# Problem requirements:
Can you carry on the email thread about the msgr2 protocol below past its last line?

# Passage to read:

Re: msgr2 protocol

Sage Weil <sweil@xxxxxxxxxx> · Tue, 13 Sep 2016 15:10:51 +0000 (UTC)

On Tue, 13 Sep 2016, Jeff Layton wrote:
> On Tue, 2016-09-13 at 13:31 +0000, Sage Weil wrote:
> > On Tue, 13 Sep 2016, Jeff Layton wrote:
> > > On Sun, 2016-09-11 at 17:05 +0000, Sage Weil wrote:
> > > > On Sat, 10 Sep 2016, Haomai Wang wrote:
> > > > > About thing is v1/v2 compatible. I rethink the details:
> > > > > 
> > > > > 0. we need to define the new banner which must longer than before("ceph v027")
> > > > > 1. assume msgr v2 banner is "ceph v2 %64llx %64llx\n"
> > > > > 2. both in simle/async codes, server side must issue banner firstly
> > > > > 3. if server side supports v2 and client only supports v1, client will
> > > > > receive 9 bytes and do memcmp, then reject this connection via closing
> > > > > socket. So server side could retry the older version
> > > > > 4. if server side only supports v1 and client supports v2, client
> > > > > according banner to reply corresponding banner
> > > > > 
> > > > > This tricky design is based on the implementation fact "accept side
> > > > > issue the banner firstly" and "new banner is longer than old banner",
> > > > > and this way doesn't need to involve other dependences like mon port
> > > > > changes.
> > > > > 
> > > > > Does this way has problem?
> > > > 
> > > > I was thinking we avoid this problem and any hacky initial handshakes by 
> > > > speaking v2 on the new port and v1 on the old port.  Then the monmap has 
> > > > an entity_addrvec_t with both a v1 and v2 address (encoding with just the 
> > > > v1 address for old clients). Same for the OSDs.
> > > > 
> > > > The v1 handshake just isn't extensible (how do you tell a v2 client 
> > > > connecting that you speak both v1 and v2?).

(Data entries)
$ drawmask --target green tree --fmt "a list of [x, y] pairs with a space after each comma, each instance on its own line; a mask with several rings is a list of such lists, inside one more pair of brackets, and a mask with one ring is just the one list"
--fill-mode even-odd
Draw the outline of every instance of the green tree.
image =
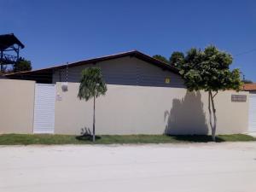
[[31, 70], [32, 70], [31, 61], [24, 58], [20, 58], [19, 61], [14, 65], [14, 68], [13, 68], [13, 71], [15, 73], [31, 71]]
[[184, 61], [184, 54], [179, 51], [174, 51], [170, 57], [170, 64], [177, 68], [180, 68]]
[[253, 82], [250, 79], [243, 79], [242, 83], [244, 83], [244, 84], [253, 84]]
[[93, 136], [92, 141], [95, 142], [95, 104], [96, 98], [107, 92], [107, 85], [103, 80], [101, 69], [98, 67], [89, 67], [82, 71], [79, 91], [78, 97], [86, 102], [93, 98]]
[[230, 54], [211, 45], [204, 50], [194, 48], [189, 49], [179, 65], [180, 73], [189, 90], [203, 90], [208, 92], [208, 110], [213, 141], [217, 125], [214, 103], [216, 95], [219, 90], [231, 89], [238, 91], [242, 85], [239, 69], [230, 69], [232, 61]]
[[169, 63], [169, 61], [165, 57], [165, 56], [162, 56], [160, 55], [154, 55], [153, 56], [154, 59], [156, 59], [156, 60], [159, 60], [162, 62], [165, 62], [165, 63]]

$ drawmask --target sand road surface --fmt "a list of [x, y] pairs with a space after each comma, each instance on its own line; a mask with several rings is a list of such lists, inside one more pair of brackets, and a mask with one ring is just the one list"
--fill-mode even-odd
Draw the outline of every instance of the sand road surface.
[[1, 146], [10, 191], [255, 192], [256, 143]]

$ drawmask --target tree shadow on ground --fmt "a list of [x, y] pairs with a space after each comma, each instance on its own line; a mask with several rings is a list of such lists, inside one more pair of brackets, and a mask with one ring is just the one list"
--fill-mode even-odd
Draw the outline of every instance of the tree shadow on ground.
[[[183, 142], [191, 142], [191, 143], [208, 143], [212, 142], [212, 136], [207, 135], [167, 135], [168, 137]], [[216, 137], [217, 143], [225, 142], [225, 140]]]
[[[183, 99], [173, 99], [170, 111], [165, 112], [166, 135], [207, 135], [208, 125], [199, 91], [187, 91]], [[195, 137], [195, 136], [193, 137]], [[180, 137], [182, 138], [182, 137]], [[192, 137], [183, 137], [193, 139]], [[206, 137], [204, 139], [207, 139]]]

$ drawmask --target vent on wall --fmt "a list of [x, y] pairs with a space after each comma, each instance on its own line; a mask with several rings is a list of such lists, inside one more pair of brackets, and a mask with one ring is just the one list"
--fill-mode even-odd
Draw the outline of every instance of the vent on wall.
[[247, 96], [245, 96], [245, 95], [232, 95], [231, 102], [246, 102]]

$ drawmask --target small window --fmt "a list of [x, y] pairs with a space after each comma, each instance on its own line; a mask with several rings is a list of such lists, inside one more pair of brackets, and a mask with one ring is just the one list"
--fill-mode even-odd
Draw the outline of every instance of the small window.
[[247, 96], [245, 96], [245, 95], [232, 95], [231, 102], [246, 102]]
[[170, 84], [170, 82], [171, 82], [170, 78], [166, 78], [166, 84]]

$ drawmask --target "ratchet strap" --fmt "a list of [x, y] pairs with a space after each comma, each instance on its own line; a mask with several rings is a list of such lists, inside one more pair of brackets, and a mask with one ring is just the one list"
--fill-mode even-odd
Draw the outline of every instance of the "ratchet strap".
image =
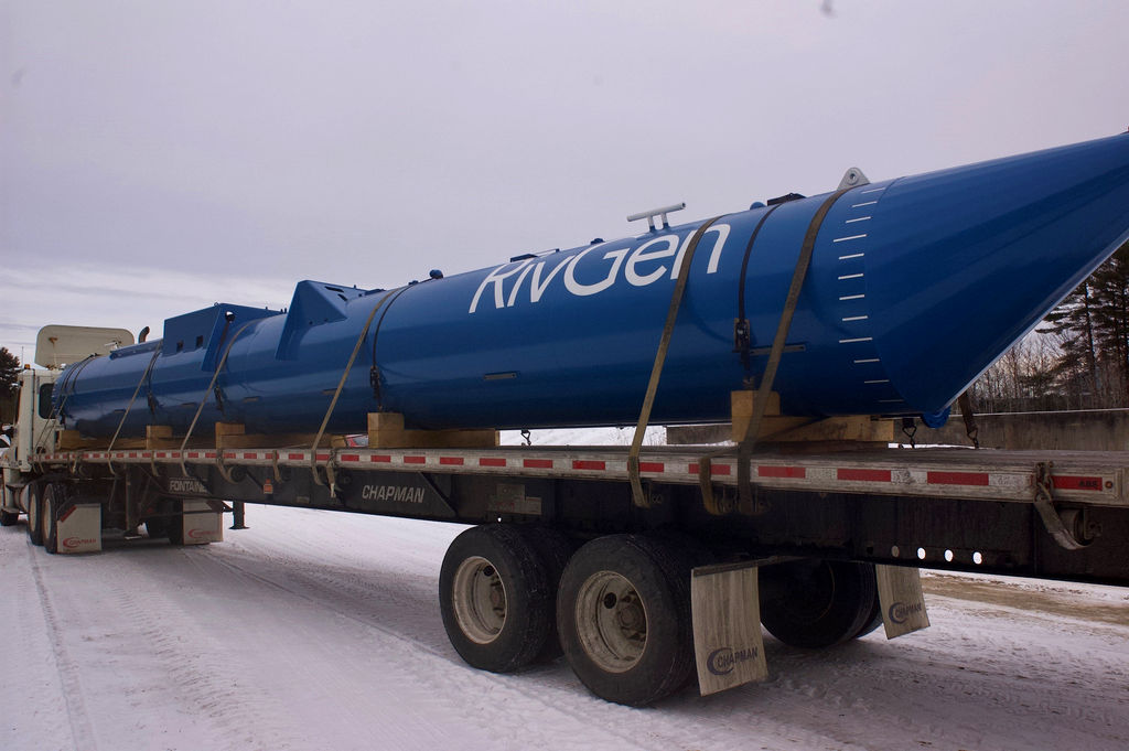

# Output of the task:
> > > > 
> > > 
> > > Depending on port assignments for the protocol is pretty icky though.
> > > There may be valid reasons to use different ports in some environments
> > > and then that heuristic goes right out the window.
> > > 
> > > One thing that is really strange about both the old and new protocols
> > > is that they have the client and server sending the initial exchange
> > > concurrently, or have the server send it first.  While it may speed up
> > > the initial negotiation slightly, it makes it really hard to handle
> > > fallback to earlier protocol versions (as Haomai pointed out), as the
> > > client is responsible for handing reconnects.
> > > 
> > > Consider the case where we have a client that supports only v1 but a
> > > server that supports v1 and v2. Client connects and then server sends a
> > > v2 message. Client doesn't understand it and closes the connection and
> > > reconnects, only to end up in the same situation on the second attempt.
> > > 
> > > There's no way for the server to preserve the state from the initial
> > > connection attempt and handle the new connection with v1. Would it not
> > > make more sense to have the client connect and send its initial banner,
> > > and then let the server decide what sort of banner to send based on
> > > what the client sent?
> > 
> > This is why the v2 banner has the features values (%lx with supported and 
> > required bits).  Clients and servers (connecter and accepters, really, 
> > since servers talk to each other too) can concurrently announce what they 
> > support and require and then go from there.  It doesn't help with the v1 
> > transition, but the addrvec changes (entity_addr_t now has a type 
> > indicating which protocol is spoken, and multiple addrs can be listed for 
> > any server) along with a mon port change (which we have to do anyway to 
> > switch to our IANA assigned port) handle the v1 transition.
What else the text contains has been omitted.